*RECORDS TO USE*.
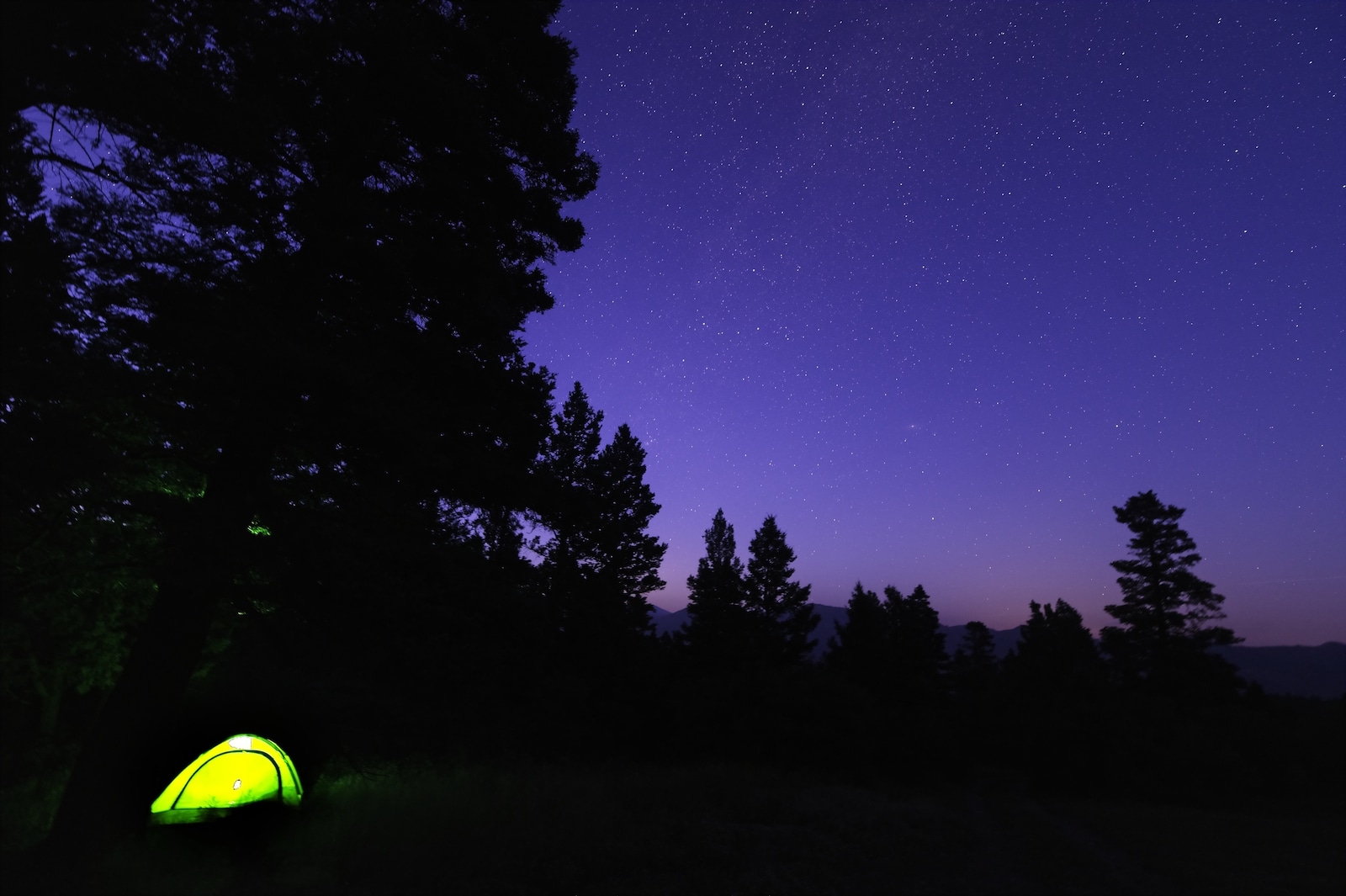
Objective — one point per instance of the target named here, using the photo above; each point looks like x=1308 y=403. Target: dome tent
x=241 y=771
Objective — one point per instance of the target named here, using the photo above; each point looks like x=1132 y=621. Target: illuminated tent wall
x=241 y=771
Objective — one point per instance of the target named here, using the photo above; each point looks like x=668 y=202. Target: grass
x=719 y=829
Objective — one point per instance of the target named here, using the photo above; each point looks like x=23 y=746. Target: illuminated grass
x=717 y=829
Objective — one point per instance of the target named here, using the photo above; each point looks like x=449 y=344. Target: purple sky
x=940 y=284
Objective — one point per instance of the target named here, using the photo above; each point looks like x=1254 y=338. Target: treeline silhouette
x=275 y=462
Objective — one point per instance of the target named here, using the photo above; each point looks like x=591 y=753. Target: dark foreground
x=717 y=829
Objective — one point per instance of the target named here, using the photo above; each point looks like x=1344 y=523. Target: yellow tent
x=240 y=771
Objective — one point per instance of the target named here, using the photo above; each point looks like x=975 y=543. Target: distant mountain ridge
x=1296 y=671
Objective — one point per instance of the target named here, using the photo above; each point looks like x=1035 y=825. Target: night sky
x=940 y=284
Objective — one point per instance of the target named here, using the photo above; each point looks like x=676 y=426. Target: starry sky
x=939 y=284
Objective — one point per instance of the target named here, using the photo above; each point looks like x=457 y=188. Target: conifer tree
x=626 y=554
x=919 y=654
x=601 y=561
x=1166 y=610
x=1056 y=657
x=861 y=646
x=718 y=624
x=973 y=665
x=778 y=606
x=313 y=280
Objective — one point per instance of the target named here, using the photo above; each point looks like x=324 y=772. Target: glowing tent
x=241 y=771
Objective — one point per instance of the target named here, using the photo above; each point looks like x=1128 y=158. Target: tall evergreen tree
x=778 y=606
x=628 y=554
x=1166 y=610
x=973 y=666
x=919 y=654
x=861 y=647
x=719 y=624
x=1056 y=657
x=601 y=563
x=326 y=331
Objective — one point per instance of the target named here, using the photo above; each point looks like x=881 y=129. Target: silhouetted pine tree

*PROBLEM DESCRIPTION*. Each record above should come back exactly the same, only without its pictures.

*RESPONSE AREA*.
Objective — one point per instance of the target named here, using the photo above; each point looks like x=1308 y=403. Target: dome tent
x=241 y=771
Objective — one point per instance of the target named here, using the photo above; each point looks like x=1132 y=621. Target: illuminated tent wall
x=241 y=771
Objective — one point per instance of the target named here, using the photo above; each point looks like x=668 y=202. Target: grass
x=719 y=829
Objective — one point per instance of the target named here, using the photo above; each point looks like x=23 y=746. Target: illuminated grass
x=717 y=829
Objective — one point per instance of the target named here, using the photo above; each point looks like x=449 y=344. Target: purple sky
x=940 y=284
Objective — one point per instance of the target named here, using the photo above; each point looks like x=1254 y=338. Target: treeline silhouette
x=275 y=462
Objective — one point per instance of the target named here, using the photo above; each point looks like x=591 y=753. Target: dark foreground
x=717 y=829
Objective — one point per instance of the target named here, using the photo above; each point looks like x=1344 y=523. Target: yellow tent
x=240 y=771
Objective — one point per instance of the target named here, using the photo above; each point looks like x=975 y=543. Target: distant mountain ridge
x=1296 y=671
Objective — one point per instance of the target named here, using the photo above; each point looks like x=1035 y=825. Target: night sky
x=940 y=284
Objective — one point per instance of the target named here, using the photo above; each point looks like x=676 y=426. Target: starry sky
x=939 y=284
Objective — one point per instance of the target named here, using the photo above; each point looks like x=457 y=188. Target: conifer tree
x=626 y=554
x=919 y=654
x=601 y=561
x=1166 y=610
x=1056 y=657
x=861 y=646
x=718 y=624
x=973 y=665
x=778 y=606
x=313 y=280
Objective — one point per instance of the target named here, using the photo above; each point looks like x=324 y=772. Target: glowing tent
x=241 y=771
Objective — one point per instance of the target named here, using the photo above; each point looks like x=1128 y=158. Target: tall evergreen tree
x=778 y=606
x=628 y=554
x=1166 y=610
x=973 y=666
x=919 y=654
x=861 y=647
x=719 y=624
x=1056 y=657
x=601 y=563
x=326 y=331
Objective — one point per instance of the target named here, using the photo above; each point looks like x=881 y=129. Target: silhouetted pine tree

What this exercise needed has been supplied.